**DIRECTIONS:**
Copy the material below word for word, starting at the line containing "of the cabinet" and continuing through the final line of the material.

Data listing:

## START

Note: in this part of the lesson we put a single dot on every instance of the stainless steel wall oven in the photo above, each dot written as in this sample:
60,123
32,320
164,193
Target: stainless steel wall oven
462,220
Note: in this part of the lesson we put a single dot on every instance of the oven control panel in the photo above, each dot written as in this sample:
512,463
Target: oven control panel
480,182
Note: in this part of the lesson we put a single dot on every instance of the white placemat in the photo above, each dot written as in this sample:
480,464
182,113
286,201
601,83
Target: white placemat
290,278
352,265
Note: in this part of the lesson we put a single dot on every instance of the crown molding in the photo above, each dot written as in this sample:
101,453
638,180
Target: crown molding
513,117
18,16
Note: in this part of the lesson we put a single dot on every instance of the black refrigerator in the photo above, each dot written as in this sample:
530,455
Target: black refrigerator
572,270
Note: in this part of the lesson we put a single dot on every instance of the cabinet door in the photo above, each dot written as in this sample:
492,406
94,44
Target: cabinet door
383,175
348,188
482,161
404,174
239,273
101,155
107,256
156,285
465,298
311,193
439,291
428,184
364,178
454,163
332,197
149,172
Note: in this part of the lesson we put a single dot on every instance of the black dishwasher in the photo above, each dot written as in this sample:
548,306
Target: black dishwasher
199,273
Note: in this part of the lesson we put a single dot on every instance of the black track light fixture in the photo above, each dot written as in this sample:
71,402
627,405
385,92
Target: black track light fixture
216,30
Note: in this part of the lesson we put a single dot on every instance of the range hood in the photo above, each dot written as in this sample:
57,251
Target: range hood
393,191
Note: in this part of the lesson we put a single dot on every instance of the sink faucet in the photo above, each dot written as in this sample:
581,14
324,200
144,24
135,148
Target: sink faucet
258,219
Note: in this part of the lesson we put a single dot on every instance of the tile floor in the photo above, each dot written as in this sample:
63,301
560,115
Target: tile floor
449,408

## END

**WORKED SOLUTION:**
Note: in this part of the lesson we put a single dot on every instance of the cabinet door in the photo above, each dot written as in this sample:
492,406
94,44
Target: cabinet door
383,175
348,188
482,161
404,174
239,273
101,155
107,256
156,285
465,298
311,193
439,291
428,184
364,178
454,163
332,197
149,172
Note: in this part of the lesson we put a single dot on every instance of the black dishwasher in the photo above, each dot written as in this sample:
548,306
Target: black dishwasher
199,273
Note: in this part of the lesson we put a single dot on every instance of the black track light fixture in the photo above, each dot written as in this sample:
71,402
627,405
385,92
Target: black track light fixture
216,30
Note: in this part of the lesson we put a single dot on every instance of the range hood in the photo above, each dot written as in this sample:
57,251
Target: range hood
393,191
Note: in this part of the lesson we put a single dot on every instance of the sink faucet in the photo above, each dot written as in this sample:
581,14
324,200
144,24
135,148
Target: sink faucet
258,219
Note: in this part of the lesson we put a single dot on every instance of the tile floor in the photo above, each dot written as in this sample:
63,301
560,115
Target: tile floor
449,408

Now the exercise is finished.